→ What you will do
Copy word for word the lines from the start of the records through the line with "Trace every instance of the white flag.".

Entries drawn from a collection

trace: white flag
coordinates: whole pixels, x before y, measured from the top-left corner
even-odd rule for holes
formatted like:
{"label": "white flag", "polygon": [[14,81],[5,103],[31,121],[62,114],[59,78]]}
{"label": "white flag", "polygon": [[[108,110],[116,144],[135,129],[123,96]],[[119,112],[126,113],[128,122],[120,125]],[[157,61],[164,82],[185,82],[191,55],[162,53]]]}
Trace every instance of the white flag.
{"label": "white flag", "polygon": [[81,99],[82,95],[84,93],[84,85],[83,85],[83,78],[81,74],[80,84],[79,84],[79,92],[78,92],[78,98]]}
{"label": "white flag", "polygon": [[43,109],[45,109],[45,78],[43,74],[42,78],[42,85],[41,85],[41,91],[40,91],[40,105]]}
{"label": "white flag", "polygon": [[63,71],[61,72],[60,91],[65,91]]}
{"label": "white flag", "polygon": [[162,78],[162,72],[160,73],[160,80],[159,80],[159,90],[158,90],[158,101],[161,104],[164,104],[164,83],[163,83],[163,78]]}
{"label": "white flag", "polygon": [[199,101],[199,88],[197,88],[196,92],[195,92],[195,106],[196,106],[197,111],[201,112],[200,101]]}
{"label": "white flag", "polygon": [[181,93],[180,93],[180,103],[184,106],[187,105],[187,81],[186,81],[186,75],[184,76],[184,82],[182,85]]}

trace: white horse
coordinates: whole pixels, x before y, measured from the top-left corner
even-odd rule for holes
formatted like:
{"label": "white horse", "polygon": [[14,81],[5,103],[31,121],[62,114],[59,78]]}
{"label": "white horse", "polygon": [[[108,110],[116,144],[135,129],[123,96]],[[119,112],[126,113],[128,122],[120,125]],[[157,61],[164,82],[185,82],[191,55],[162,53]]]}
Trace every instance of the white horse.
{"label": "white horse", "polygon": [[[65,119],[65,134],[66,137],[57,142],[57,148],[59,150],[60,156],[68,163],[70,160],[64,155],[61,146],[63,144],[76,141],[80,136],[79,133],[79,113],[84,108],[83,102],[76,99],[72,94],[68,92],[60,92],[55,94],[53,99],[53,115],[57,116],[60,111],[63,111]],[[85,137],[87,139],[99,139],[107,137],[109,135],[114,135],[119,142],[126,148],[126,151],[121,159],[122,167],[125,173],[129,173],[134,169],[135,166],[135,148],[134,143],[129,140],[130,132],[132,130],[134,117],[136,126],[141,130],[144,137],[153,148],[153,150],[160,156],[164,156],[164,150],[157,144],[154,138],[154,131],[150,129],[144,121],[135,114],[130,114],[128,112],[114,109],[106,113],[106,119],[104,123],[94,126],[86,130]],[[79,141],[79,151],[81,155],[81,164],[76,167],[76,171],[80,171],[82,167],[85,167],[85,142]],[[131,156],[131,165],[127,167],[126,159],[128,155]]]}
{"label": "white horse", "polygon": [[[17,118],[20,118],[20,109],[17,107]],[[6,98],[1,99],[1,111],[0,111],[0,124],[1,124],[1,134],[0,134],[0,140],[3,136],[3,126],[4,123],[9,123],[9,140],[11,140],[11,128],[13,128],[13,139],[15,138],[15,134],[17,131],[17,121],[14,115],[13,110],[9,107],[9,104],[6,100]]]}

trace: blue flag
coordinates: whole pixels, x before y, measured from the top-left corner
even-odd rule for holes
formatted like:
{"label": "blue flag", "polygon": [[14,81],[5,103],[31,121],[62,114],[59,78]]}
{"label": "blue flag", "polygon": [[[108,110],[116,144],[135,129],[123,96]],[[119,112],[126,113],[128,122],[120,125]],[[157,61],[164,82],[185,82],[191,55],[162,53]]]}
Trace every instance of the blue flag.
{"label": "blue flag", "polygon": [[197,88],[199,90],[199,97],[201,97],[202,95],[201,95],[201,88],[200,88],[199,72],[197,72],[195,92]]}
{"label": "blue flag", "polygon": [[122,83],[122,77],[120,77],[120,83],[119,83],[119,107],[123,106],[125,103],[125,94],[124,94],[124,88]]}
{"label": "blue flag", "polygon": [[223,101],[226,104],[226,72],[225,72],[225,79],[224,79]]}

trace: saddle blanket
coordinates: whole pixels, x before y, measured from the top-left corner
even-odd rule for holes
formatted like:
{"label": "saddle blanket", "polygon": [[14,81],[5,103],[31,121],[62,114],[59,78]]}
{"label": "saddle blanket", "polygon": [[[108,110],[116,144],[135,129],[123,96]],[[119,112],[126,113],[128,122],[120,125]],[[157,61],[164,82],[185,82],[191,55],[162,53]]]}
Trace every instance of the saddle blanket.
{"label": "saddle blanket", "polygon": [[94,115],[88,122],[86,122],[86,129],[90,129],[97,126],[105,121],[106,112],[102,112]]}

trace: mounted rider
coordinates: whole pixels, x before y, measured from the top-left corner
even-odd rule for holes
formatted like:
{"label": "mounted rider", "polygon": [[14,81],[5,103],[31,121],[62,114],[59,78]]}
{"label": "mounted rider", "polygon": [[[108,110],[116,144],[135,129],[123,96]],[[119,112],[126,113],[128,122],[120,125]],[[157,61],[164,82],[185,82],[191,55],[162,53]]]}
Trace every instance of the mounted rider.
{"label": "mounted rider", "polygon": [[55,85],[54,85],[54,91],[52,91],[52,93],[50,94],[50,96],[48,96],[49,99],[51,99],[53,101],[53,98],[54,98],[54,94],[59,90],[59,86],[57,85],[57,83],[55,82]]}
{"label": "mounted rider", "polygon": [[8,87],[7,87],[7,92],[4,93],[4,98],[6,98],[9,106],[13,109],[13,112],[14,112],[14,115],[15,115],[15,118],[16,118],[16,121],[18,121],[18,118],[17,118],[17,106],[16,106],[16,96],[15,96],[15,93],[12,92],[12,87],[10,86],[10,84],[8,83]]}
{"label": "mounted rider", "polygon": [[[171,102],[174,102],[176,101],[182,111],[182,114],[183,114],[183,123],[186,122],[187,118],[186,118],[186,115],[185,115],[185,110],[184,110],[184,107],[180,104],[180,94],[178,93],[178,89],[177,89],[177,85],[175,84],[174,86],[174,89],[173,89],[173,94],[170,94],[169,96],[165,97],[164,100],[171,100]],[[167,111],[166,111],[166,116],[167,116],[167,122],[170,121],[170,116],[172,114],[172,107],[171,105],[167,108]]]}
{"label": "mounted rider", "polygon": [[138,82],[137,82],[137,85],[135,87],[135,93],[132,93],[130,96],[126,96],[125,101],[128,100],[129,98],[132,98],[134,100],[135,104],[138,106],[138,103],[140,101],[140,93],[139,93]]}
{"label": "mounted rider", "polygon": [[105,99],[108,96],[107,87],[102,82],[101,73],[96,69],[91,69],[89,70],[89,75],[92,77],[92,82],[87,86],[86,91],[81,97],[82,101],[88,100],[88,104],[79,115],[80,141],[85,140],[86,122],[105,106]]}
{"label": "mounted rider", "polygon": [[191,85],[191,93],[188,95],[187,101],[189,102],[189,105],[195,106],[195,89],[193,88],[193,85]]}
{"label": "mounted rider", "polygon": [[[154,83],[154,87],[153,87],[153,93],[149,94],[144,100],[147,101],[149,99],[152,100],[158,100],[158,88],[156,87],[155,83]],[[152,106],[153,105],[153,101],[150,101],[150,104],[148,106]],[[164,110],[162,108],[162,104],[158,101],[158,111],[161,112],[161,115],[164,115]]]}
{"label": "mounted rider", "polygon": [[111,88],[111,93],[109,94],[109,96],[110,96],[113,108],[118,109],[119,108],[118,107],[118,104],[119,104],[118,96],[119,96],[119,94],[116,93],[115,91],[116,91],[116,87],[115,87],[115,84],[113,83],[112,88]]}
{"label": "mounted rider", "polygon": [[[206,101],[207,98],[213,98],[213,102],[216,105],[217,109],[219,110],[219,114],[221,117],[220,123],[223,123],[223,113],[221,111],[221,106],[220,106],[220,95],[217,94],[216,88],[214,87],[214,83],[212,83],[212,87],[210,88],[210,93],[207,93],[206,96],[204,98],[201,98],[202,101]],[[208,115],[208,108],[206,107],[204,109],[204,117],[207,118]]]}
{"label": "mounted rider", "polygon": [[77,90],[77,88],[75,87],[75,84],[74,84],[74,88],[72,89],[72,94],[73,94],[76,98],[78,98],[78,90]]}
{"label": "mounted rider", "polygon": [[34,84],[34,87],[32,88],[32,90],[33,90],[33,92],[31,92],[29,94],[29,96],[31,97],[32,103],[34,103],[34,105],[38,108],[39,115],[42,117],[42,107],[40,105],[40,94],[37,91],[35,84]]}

→ Full answer
trace: white flag
coordinates: whole pixels, x before y, measured from the top-left corner
even-odd rule for holes
formatted like:
{"label": "white flag", "polygon": [[14,81],[5,103],[31,121],[62,114],[59,78]]}
{"label": "white flag", "polygon": [[[108,110],[116,144],[135,129],[123,96]],[[119,112],[126,113],[128,122],[120,125]],[[157,61],[164,82],[185,82],[191,55],[162,53]]]}
Trace every instance of the white flag.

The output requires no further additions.